DATASET ROWS:
________

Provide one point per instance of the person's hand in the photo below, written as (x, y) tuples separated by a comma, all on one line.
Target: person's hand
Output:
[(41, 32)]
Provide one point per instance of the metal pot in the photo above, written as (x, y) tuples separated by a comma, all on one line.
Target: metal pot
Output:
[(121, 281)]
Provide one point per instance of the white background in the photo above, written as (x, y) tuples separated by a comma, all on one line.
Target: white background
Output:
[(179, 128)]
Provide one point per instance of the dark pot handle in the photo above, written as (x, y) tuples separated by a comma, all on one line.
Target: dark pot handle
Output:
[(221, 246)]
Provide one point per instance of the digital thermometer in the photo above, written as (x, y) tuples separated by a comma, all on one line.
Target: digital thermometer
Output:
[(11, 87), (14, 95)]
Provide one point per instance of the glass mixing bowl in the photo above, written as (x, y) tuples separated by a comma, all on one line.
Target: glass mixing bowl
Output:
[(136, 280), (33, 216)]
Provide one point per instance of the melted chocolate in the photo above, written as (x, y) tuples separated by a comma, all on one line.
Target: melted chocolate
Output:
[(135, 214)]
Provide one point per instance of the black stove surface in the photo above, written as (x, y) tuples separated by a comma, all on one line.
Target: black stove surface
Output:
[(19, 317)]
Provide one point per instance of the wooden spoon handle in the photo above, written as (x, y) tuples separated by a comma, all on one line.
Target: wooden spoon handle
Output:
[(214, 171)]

________

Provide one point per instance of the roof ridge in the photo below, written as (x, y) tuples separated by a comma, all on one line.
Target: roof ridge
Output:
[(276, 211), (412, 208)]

________

EXERCISE: Find every line in the material above that contains the string "background" and copy each one out. Matching is case-sensitive.

EXERCISE OUTPUT:
Provide one point per instance of the white background in the photo above, written as (x, y) tuples separated by a comma, all on one line.
Target: white background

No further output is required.